**RAW DATA**
------------

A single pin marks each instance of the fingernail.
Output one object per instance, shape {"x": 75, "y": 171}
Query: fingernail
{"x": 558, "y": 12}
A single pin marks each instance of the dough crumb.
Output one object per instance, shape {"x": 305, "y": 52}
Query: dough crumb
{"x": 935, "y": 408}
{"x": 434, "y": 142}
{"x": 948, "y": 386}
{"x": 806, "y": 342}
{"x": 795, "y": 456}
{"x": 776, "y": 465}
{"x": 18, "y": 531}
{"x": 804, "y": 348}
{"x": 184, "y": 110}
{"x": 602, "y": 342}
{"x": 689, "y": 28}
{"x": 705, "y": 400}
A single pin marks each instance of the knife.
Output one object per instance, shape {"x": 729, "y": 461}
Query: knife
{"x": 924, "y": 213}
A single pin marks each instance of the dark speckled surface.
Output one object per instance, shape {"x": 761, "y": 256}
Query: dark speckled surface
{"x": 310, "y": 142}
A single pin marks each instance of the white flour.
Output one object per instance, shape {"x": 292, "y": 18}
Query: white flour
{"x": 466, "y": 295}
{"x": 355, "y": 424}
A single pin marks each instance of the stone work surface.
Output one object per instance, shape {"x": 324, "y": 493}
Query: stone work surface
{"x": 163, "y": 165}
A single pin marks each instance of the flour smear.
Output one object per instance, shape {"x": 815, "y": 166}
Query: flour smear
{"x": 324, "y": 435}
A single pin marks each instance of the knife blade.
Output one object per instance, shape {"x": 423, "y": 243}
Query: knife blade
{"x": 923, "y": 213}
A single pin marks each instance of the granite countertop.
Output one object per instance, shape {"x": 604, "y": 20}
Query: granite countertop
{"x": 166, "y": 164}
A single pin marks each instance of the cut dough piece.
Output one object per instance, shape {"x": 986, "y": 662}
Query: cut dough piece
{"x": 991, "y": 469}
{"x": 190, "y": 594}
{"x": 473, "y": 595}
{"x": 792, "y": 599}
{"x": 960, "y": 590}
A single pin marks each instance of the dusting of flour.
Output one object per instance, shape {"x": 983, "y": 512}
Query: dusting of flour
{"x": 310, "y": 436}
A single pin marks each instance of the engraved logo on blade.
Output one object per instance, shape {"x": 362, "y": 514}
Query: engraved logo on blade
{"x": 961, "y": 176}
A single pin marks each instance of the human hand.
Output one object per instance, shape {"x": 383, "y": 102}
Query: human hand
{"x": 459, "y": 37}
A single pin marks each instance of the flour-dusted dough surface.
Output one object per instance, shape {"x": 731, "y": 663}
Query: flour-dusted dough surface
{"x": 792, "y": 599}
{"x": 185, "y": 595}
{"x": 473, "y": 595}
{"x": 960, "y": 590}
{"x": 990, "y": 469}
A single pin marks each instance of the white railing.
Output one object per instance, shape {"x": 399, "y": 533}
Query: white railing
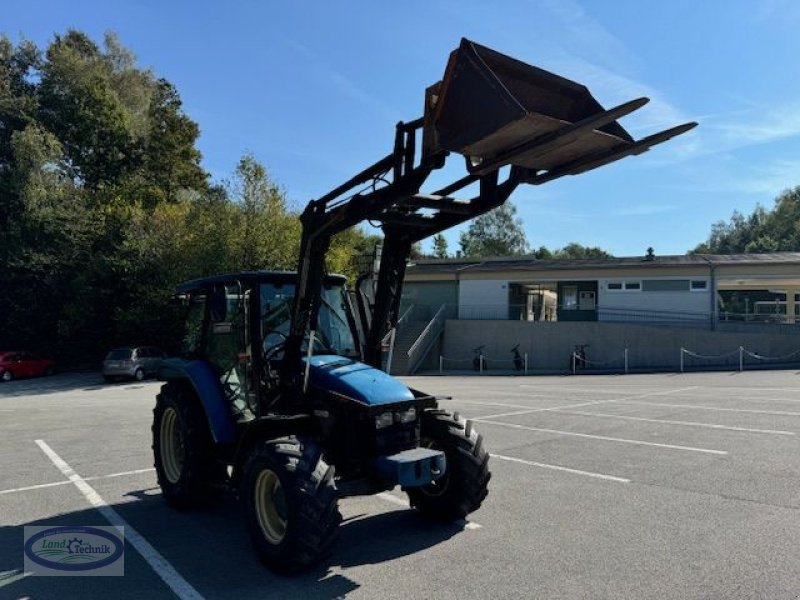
{"x": 389, "y": 338}
{"x": 420, "y": 347}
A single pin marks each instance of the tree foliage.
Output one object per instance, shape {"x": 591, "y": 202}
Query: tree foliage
{"x": 496, "y": 233}
{"x": 440, "y": 246}
{"x": 776, "y": 230}
{"x": 104, "y": 205}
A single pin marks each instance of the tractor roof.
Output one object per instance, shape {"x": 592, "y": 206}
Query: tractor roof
{"x": 252, "y": 277}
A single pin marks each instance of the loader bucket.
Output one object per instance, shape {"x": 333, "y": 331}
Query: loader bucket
{"x": 497, "y": 110}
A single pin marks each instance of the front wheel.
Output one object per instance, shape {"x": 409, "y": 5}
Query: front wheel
{"x": 291, "y": 503}
{"x": 464, "y": 486}
{"x": 185, "y": 464}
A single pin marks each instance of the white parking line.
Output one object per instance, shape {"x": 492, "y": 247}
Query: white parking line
{"x": 686, "y": 423}
{"x": 9, "y": 577}
{"x": 388, "y": 497}
{"x": 706, "y": 407}
{"x": 529, "y": 410}
{"x": 603, "y": 437}
{"x": 57, "y": 483}
{"x": 560, "y": 468}
{"x": 158, "y": 563}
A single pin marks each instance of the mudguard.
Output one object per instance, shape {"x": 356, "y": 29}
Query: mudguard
{"x": 207, "y": 386}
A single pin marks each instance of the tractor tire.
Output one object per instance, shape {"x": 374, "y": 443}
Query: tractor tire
{"x": 187, "y": 471}
{"x": 291, "y": 504}
{"x": 464, "y": 486}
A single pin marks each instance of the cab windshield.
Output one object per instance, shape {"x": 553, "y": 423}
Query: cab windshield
{"x": 332, "y": 335}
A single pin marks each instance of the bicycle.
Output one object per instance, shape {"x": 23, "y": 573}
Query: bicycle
{"x": 577, "y": 359}
{"x": 478, "y": 361}
{"x": 517, "y": 358}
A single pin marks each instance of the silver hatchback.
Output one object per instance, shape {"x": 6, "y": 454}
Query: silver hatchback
{"x": 135, "y": 362}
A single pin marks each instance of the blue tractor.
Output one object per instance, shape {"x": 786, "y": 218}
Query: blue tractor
{"x": 279, "y": 394}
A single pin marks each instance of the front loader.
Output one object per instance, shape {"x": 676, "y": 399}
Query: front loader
{"x": 279, "y": 393}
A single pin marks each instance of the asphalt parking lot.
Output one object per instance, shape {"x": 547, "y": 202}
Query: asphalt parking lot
{"x": 637, "y": 486}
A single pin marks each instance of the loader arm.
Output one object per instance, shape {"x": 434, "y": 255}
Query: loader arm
{"x": 496, "y": 112}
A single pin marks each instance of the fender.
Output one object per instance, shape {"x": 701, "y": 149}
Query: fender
{"x": 206, "y": 384}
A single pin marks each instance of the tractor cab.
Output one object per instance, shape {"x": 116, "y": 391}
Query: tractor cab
{"x": 238, "y": 324}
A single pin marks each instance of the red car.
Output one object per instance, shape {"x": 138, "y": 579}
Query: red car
{"x": 18, "y": 363}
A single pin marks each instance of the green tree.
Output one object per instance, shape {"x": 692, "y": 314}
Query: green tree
{"x": 575, "y": 250}
{"x": 79, "y": 104}
{"x": 496, "y": 233}
{"x": 171, "y": 160}
{"x": 763, "y": 230}
{"x": 268, "y": 236}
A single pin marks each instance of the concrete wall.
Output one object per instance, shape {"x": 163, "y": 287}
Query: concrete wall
{"x": 429, "y": 294}
{"x": 549, "y": 345}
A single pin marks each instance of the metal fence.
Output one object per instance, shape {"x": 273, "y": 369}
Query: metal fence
{"x": 724, "y": 320}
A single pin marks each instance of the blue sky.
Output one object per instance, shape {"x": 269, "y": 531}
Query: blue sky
{"x": 313, "y": 90}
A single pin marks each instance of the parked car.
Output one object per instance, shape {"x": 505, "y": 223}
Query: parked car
{"x": 19, "y": 363}
{"x": 135, "y": 362}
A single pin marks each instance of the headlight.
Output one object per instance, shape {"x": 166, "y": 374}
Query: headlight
{"x": 384, "y": 420}
{"x": 406, "y": 416}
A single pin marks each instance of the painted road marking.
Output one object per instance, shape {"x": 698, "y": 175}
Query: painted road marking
{"x": 57, "y": 483}
{"x": 560, "y": 468}
{"x": 604, "y": 438}
{"x": 561, "y": 407}
{"x": 686, "y": 423}
{"x": 9, "y": 577}
{"x": 158, "y": 563}
{"x": 705, "y": 407}
{"x": 389, "y": 497}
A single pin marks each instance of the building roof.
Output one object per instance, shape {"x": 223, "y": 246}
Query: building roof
{"x": 528, "y": 263}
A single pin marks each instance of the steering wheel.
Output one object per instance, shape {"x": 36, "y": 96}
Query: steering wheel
{"x": 274, "y": 341}
{"x": 273, "y": 344}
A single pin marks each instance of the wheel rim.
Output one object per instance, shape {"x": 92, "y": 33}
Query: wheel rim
{"x": 439, "y": 486}
{"x": 171, "y": 446}
{"x": 270, "y": 506}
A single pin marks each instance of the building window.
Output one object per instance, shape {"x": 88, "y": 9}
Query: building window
{"x": 570, "y": 297}
{"x": 665, "y": 285}
{"x": 624, "y": 286}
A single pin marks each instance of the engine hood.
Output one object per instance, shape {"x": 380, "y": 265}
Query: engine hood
{"x": 356, "y": 380}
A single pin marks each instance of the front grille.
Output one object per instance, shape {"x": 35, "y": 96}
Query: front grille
{"x": 396, "y": 438}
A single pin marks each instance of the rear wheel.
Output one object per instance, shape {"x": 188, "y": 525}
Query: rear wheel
{"x": 185, "y": 465}
{"x": 464, "y": 486}
{"x": 291, "y": 503}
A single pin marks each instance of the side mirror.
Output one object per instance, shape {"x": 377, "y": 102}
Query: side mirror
{"x": 218, "y": 306}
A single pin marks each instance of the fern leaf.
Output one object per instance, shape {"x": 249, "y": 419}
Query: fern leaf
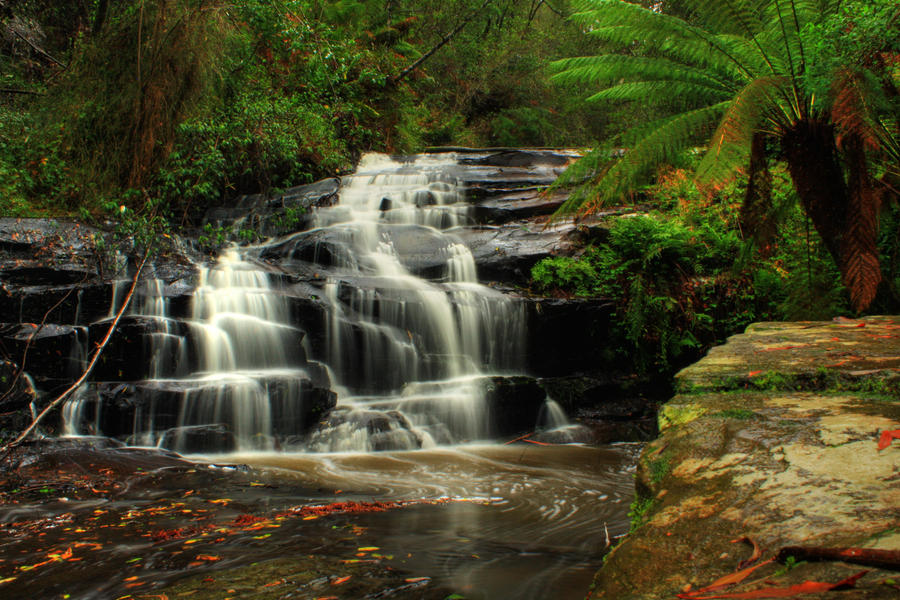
{"x": 730, "y": 145}
{"x": 643, "y": 90}
{"x": 668, "y": 138}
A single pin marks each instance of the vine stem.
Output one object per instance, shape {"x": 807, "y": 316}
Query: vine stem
{"x": 90, "y": 367}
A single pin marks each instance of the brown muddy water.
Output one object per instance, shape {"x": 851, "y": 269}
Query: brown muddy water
{"x": 479, "y": 522}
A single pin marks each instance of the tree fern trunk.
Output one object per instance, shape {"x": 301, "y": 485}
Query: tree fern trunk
{"x": 757, "y": 219}
{"x": 859, "y": 250}
{"x": 811, "y": 154}
{"x": 844, "y": 213}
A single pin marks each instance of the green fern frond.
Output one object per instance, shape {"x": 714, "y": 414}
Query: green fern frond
{"x": 615, "y": 69}
{"x": 665, "y": 142}
{"x": 729, "y": 147}
{"x": 654, "y": 90}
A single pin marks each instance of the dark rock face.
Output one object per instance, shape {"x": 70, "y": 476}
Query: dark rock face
{"x": 53, "y": 272}
{"x": 276, "y": 215}
{"x": 568, "y": 336}
{"x": 514, "y": 403}
{"x": 199, "y": 438}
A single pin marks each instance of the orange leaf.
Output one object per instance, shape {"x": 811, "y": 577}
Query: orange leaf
{"x": 886, "y": 437}
{"x": 730, "y": 579}
{"x": 807, "y": 587}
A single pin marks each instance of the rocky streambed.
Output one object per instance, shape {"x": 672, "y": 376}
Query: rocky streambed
{"x": 775, "y": 446}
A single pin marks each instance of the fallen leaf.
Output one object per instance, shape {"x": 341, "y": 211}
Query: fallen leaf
{"x": 807, "y": 587}
{"x": 886, "y": 437}
{"x": 730, "y": 579}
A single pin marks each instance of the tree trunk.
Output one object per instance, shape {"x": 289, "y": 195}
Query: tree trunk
{"x": 845, "y": 214}
{"x": 756, "y": 216}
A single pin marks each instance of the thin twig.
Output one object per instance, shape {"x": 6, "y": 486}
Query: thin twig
{"x": 34, "y": 333}
{"x": 40, "y": 50}
{"x": 62, "y": 397}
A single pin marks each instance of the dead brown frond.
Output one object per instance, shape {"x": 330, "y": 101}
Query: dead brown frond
{"x": 851, "y": 113}
{"x": 860, "y": 265}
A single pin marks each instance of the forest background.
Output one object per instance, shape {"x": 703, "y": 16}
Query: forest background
{"x": 148, "y": 112}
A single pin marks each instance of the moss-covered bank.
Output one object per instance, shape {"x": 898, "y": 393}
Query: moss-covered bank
{"x": 772, "y": 436}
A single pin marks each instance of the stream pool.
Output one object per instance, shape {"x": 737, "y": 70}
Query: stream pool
{"x": 494, "y": 522}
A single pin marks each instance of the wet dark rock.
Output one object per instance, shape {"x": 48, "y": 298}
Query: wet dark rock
{"x": 199, "y": 438}
{"x": 16, "y": 395}
{"x": 57, "y": 351}
{"x": 79, "y": 304}
{"x": 514, "y": 402}
{"x": 520, "y": 158}
{"x": 569, "y": 336}
{"x": 506, "y": 253}
{"x": 278, "y": 214}
{"x": 518, "y": 205}
{"x": 297, "y": 402}
{"x": 129, "y": 354}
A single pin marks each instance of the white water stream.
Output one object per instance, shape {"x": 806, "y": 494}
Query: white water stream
{"x": 411, "y": 334}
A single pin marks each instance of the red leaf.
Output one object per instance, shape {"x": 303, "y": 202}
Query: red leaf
{"x": 807, "y": 587}
{"x": 730, "y": 579}
{"x": 886, "y": 437}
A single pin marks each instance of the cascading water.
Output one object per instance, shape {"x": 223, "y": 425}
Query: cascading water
{"x": 410, "y": 334}
{"x": 232, "y": 376}
{"x": 417, "y": 345}
{"x": 370, "y": 332}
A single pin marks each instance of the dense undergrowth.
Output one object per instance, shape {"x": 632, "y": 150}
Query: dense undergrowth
{"x": 189, "y": 103}
{"x": 683, "y": 276}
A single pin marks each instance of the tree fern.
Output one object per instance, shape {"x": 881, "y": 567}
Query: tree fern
{"x": 735, "y": 73}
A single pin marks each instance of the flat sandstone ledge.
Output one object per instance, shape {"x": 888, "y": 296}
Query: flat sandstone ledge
{"x": 773, "y": 436}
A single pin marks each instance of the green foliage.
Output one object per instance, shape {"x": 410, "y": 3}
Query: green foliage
{"x": 195, "y": 102}
{"x": 639, "y": 511}
{"x": 659, "y": 468}
{"x": 790, "y": 564}
{"x": 817, "y": 79}
{"x": 564, "y": 273}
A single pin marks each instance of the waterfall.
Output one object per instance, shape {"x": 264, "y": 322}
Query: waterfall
{"x": 416, "y": 345}
{"x": 410, "y": 336}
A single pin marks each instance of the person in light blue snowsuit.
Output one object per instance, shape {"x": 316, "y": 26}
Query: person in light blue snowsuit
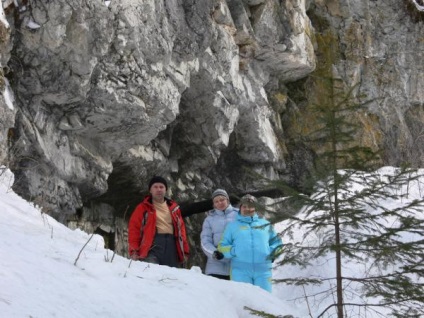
{"x": 212, "y": 229}
{"x": 252, "y": 245}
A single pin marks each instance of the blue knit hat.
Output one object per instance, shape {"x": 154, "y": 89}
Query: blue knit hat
{"x": 158, "y": 179}
{"x": 220, "y": 192}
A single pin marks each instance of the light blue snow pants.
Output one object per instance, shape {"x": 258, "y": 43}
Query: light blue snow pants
{"x": 261, "y": 278}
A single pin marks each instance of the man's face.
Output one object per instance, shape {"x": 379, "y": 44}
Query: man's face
{"x": 220, "y": 202}
{"x": 158, "y": 191}
{"x": 247, "y": 209}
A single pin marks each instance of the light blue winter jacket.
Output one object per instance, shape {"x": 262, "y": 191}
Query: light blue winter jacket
{"x": 212, "y": 229}
{"x": 250, "y": 242}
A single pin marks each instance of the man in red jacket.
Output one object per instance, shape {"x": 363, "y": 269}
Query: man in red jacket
{"x": 156, "y": 230}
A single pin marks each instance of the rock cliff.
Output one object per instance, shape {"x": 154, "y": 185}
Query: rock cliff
{"x": 98, "y": 96}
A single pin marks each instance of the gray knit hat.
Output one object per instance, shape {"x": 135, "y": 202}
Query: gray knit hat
{"x": 220, "y": 192}
{"x": 248, "y": 198}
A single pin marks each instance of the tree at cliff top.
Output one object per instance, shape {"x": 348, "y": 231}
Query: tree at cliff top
{"x": 346, "y": 220}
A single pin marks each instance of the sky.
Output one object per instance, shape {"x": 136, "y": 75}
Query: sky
{"x": 49, "y": 270}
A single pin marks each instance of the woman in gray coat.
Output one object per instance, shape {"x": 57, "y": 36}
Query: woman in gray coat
{"x": 212, "y": 229}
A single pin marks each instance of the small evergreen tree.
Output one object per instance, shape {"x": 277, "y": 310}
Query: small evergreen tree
{"x": 347, "y": 217}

------------

**TASK TO COMPLETE**
In the data above, find the line that contains "A single pin marks each instance of the concrete" and the line that contains "A single pin marks each instance of the engine". Repeat exactly those lines and every line between them, and only those.

**COMPLETED EXERCISE**
A single pin marks each instance of the concrete wall.
Output one object per instance, shape {"x": 163, "y": 287}
Query: concrete wall
{"x": 429, "y": 294}
{"x": 549, "y": 345}
A single pin marks each instance of the metal fence.
Output one object per instance, shape {"x": 273, "y": 369}
Query: metal fence
{"x": 724, "y": 320}
A single pin marks each instance of the blue sky.
Output one object per instance, shape {"x": 269, "y": 531}
Query: blue sky
{"x": 313, "y": 90}
A single pin marks each instance of the parked car.
Output one object per instance, shape {"x": 505, "y": 223}
Query: parked car
{"x": 19, "y": 363}
{"x": 135, "y": 362}
A single pin marks each instance of the headlight.
Output one object per instance, shape {"x": 166, "y": 374}
Query: headlight
{"x": 384, "y": 420}
{"x": 406, "y": 416}
A single pin marks each instance of the painted road marking.
Output one object per instance, shape {"x": 698, "y": 175}
Query: painted road marking
{"x": 57, "y": 483}
{"x": 560, "y": 468}
{"x": 604, "y": 438}
{"x": 561, "y": 407}
{"x": 686, "y": 423}
{"x": 9, "y": 577}
{"x": 158, "y": 563}
{"x": 705, "y": 407}
{"x": 389, "y": 497}
A single pin marks each instance of the building roof.
Output one object per instance, shape {"x": 223, "y": 246}
Query: building roof
{"x": 528, "y": 263}
A single pin marks each instance of the steering wheel.
Output one object per instance, shape {"x": 36, "y": 96}
Query: steering wheel
{"x": 274, "y": 341}
{"x": 273, "y": 344}
A single pin marks each instance of the wheel rim.
Output one object per instance, shape {"x": 92, "y": 33}
Query: wheel rim
{"x": 439, "y": 486}
{"x": 171, "y": 446}
{"x": 270, "y": 506}
A single pin marks each instance of the building window.
Output one object per instance, shape {"x": 88, "y": 9}
Query: building window
{"x": 570, "y": 297}
{"x": 665, "y": 285}
{"x": 624, "y": 286}
A single pin marks each instance of the engine hood.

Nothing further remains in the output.